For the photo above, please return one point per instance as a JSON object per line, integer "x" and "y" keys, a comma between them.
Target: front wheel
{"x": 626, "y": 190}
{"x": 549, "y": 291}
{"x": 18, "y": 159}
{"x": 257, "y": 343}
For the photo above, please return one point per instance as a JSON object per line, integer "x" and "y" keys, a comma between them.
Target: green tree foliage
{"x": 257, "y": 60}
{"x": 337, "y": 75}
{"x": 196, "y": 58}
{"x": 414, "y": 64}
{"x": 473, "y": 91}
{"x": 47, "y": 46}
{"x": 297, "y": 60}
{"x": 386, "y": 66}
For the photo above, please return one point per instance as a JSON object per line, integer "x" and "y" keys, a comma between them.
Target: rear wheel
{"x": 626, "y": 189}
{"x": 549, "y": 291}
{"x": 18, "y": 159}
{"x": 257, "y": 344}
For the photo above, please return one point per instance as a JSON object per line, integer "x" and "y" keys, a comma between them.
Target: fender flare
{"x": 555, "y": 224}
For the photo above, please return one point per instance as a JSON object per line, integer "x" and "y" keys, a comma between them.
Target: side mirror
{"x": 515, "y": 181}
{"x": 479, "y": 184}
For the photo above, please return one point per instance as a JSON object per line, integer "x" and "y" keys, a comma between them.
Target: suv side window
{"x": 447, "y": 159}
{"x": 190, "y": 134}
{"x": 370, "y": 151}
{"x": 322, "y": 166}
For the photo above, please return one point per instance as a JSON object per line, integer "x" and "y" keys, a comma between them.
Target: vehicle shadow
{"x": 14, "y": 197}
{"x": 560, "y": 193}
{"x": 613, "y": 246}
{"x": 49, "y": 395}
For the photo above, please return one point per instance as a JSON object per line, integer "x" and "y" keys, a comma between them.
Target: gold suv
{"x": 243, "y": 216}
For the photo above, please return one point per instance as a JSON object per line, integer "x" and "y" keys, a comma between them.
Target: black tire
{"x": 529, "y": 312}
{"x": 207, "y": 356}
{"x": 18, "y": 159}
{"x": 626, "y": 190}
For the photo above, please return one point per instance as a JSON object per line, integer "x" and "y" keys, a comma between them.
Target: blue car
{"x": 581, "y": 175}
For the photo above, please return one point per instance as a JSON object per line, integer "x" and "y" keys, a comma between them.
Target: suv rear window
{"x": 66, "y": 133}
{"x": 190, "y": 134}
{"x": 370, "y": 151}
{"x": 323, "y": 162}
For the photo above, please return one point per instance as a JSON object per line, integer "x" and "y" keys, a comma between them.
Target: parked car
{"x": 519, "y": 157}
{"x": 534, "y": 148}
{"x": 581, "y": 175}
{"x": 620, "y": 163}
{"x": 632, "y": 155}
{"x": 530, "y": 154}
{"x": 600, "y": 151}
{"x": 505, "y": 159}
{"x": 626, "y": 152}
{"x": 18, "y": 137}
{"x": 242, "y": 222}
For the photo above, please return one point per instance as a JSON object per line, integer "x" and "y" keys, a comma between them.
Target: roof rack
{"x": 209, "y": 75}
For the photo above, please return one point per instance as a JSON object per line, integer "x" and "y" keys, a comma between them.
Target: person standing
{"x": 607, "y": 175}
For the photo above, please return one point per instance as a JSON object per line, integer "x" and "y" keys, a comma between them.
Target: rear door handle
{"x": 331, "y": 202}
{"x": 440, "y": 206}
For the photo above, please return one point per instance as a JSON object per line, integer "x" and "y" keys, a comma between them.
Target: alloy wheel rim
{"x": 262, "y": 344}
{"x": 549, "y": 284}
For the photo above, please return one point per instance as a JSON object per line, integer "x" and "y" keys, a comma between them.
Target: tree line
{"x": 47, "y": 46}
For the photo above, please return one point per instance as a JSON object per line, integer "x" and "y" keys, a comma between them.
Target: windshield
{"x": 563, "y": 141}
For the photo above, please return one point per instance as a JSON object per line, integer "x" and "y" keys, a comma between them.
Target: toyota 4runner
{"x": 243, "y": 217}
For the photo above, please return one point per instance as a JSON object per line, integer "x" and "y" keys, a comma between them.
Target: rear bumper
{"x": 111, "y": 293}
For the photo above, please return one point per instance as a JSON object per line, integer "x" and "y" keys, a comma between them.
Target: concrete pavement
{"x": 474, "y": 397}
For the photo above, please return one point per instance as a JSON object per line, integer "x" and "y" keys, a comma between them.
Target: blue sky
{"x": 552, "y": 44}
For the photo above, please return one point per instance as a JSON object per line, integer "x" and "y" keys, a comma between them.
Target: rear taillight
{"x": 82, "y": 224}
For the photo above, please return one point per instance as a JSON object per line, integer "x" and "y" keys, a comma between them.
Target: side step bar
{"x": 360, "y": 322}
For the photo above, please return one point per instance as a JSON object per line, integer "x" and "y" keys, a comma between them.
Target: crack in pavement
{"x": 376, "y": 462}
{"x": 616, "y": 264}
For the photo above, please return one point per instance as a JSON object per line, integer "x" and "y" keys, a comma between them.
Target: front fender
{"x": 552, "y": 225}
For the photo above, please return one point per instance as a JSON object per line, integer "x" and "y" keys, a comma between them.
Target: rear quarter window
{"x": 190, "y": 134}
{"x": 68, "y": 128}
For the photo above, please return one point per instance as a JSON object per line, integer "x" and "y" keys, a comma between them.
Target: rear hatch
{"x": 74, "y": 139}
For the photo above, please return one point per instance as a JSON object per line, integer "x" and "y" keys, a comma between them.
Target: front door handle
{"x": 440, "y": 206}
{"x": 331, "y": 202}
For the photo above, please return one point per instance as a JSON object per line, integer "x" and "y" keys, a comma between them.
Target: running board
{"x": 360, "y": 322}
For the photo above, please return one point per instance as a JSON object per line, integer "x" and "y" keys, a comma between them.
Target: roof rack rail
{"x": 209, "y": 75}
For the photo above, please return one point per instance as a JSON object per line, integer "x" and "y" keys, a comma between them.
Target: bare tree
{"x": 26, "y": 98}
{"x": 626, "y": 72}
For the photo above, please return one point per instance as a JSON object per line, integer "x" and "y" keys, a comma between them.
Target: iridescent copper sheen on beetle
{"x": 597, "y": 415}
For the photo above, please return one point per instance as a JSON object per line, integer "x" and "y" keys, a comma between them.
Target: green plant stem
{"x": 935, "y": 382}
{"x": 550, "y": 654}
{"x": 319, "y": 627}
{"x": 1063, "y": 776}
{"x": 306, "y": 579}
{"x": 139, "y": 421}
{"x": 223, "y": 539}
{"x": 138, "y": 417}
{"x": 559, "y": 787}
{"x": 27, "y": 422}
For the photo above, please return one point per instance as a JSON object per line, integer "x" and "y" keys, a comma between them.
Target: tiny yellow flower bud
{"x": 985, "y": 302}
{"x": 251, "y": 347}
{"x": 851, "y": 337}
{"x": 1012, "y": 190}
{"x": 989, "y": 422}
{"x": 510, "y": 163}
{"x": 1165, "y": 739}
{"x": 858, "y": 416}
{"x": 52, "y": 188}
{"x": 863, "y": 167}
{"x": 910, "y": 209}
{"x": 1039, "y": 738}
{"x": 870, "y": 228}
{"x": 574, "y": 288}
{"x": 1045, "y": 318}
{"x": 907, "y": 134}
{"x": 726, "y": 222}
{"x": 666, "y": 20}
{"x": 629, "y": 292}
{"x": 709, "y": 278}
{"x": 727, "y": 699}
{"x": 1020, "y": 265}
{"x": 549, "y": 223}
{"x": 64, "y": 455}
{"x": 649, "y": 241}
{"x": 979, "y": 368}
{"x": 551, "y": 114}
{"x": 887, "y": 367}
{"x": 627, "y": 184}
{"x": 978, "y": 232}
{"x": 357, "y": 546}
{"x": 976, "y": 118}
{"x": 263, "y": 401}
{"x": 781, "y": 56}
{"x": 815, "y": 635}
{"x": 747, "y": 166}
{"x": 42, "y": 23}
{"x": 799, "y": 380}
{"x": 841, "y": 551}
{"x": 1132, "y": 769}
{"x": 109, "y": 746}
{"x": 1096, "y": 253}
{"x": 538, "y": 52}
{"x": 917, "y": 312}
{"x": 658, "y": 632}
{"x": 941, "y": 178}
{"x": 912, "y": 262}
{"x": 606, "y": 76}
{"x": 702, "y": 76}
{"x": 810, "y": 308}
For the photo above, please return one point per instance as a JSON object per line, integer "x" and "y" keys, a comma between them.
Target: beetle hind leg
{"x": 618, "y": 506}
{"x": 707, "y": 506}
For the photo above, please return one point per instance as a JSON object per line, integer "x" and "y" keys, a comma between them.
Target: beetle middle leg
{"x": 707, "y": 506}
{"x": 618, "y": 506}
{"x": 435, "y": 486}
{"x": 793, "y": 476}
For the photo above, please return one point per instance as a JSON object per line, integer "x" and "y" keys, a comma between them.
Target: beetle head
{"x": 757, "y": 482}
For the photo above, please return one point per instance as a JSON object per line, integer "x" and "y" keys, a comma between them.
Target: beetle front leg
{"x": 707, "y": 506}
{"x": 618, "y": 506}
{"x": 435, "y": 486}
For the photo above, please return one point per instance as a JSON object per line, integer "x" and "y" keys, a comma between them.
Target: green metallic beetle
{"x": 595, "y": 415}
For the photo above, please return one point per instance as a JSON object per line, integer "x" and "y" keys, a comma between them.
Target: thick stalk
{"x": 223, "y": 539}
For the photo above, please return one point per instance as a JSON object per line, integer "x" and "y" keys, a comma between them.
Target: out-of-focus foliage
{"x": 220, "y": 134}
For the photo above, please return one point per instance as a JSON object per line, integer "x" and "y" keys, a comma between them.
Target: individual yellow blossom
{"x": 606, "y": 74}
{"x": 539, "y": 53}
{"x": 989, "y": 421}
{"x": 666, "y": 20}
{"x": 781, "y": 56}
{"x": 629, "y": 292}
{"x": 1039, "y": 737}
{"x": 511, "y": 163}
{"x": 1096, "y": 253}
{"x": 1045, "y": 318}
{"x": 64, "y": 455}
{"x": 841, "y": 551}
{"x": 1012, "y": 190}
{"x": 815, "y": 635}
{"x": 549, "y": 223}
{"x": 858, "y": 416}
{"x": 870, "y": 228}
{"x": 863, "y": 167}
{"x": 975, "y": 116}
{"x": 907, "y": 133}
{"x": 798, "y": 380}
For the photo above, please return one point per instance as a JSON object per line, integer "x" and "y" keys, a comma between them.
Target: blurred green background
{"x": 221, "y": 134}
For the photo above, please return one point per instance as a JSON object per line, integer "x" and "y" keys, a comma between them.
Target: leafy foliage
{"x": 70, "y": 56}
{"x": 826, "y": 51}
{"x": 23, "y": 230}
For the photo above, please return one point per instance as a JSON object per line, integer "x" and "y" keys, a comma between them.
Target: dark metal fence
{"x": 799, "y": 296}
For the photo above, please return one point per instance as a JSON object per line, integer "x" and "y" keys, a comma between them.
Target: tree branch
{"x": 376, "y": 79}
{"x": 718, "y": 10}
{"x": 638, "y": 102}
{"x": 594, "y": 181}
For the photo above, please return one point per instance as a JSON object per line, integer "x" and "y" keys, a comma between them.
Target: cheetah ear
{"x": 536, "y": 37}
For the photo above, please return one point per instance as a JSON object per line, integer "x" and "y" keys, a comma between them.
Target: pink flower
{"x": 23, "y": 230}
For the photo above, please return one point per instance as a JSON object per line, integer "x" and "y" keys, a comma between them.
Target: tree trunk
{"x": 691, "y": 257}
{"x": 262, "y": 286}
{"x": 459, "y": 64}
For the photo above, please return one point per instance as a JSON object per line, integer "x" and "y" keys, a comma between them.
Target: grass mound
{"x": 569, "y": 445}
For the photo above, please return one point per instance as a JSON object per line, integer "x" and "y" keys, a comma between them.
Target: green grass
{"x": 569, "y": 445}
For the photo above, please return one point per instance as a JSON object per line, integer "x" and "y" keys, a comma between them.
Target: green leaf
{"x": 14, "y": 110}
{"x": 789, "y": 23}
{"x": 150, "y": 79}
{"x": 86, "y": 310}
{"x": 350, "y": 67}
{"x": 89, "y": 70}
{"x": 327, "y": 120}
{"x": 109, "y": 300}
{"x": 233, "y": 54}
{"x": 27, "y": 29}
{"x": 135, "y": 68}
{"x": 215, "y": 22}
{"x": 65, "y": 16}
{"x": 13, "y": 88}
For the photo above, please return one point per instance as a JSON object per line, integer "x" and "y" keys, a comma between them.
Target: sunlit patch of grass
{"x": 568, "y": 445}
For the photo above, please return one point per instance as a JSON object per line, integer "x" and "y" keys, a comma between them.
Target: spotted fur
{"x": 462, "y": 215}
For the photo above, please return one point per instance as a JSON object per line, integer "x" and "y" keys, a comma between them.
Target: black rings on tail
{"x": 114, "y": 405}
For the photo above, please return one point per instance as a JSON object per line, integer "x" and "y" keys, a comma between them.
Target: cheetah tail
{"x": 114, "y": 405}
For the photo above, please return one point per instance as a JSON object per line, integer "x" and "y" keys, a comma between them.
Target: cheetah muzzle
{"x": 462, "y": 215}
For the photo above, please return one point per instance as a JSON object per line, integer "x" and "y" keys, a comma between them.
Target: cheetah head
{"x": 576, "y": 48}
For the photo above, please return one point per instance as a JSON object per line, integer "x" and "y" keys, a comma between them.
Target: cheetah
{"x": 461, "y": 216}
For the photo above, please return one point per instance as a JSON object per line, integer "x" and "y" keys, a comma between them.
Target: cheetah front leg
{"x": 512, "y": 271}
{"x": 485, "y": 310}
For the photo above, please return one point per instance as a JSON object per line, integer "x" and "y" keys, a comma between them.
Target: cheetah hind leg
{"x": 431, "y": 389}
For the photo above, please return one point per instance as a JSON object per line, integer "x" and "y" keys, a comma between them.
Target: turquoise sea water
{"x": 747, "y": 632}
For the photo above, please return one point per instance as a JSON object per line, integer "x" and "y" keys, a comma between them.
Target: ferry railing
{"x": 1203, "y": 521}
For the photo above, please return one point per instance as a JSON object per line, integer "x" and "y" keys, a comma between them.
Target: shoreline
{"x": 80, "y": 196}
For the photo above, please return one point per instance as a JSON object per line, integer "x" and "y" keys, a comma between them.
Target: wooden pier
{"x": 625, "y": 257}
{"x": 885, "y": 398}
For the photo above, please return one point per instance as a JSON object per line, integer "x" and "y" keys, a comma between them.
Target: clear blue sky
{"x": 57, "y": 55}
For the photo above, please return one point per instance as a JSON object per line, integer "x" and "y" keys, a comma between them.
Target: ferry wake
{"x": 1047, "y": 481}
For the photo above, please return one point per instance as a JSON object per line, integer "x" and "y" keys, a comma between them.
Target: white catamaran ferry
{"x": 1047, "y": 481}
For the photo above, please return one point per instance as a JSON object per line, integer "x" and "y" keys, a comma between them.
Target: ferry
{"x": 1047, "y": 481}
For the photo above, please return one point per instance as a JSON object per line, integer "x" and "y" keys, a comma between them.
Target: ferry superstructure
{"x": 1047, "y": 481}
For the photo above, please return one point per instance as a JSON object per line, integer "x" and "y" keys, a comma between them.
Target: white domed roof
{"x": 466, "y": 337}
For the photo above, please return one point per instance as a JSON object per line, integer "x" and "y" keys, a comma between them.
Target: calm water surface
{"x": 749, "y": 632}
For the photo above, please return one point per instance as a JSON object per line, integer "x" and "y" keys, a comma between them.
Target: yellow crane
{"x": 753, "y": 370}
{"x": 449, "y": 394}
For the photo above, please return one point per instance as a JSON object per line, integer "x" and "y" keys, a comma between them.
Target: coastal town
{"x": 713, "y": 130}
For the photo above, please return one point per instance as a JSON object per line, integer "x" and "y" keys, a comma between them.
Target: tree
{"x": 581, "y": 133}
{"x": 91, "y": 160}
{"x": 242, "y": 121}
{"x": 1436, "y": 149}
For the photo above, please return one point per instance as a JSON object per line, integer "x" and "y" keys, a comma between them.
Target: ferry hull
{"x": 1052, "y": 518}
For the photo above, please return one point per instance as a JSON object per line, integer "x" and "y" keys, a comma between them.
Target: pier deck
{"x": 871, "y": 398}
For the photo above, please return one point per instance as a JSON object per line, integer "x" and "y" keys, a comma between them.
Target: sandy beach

──────────

* _Task to carry out_
Having found the line with "Target: white catamaran ferry" in the listing above, transcribe it and every line after it to the end, exactly, with no additions.

* _The completed task_
Target: white catamaran ferry
{"x": 1047, "y": 481}
For the photo above, please return one point per instance as a JSON object per line, integer "x" and "y" keys, a comma between them.
Target: ferry
{"x": 1047, "y": 481}
For the photo above, please return one point per instance as a JSON object per line, integer "x" and "y" keys, a comma between them.
Target: ferry superstructure
{"x": 1047, "y": 481}
For the photo above, please return one point per instance as a JSON object per line, integer "x" and "y" keys, a comma between them.
Target: white domed roof
{"x": 466, "y": 337}
For the photo above, please return one point per instance as a JSON object per line, integer "x" and "y" keys, a comma between them.
Target: calm water surface
{"x": 749, "y": 632}
For the photo above, please return one point per instance as a JSON object per line, integer "x" and "y" keys, a comma between them.
Target: yellow crane
{"x": 753, "y": 370}
{"x": 449, "y": 394}
For the photo above, please return one point per instance as a JSON object per line, integer "x" and "y" keys, a comma between them.
Target: coastal town
{"x": 713, "y": 130}
For the photo above, please return one point per instance as a JSON object per line, integer "x" and "y" keys, a comma between them.
Target: tree
{"x": 581, "y": 133}
{"x": 91, "y": 160}
{"x": 242, "y": 121}
{"x": 1436, "y": 149}
For the photo above, please return one point per instance as a JSON object per line, integer "x" and "y" keys, a comma between them.
Target: ferry hull
{"x": 1052, "y": 518}
For the photo above, please return one point per instance as a JSON object per line, integer "x" and "y" keys, a comma between them.
Target: pier deck
{"x": 871, "y": 398}
For the photo above, please return one point per instance as a JSON object per line, integer "x" and "y" keys, a comma between them.
Target: sandy beach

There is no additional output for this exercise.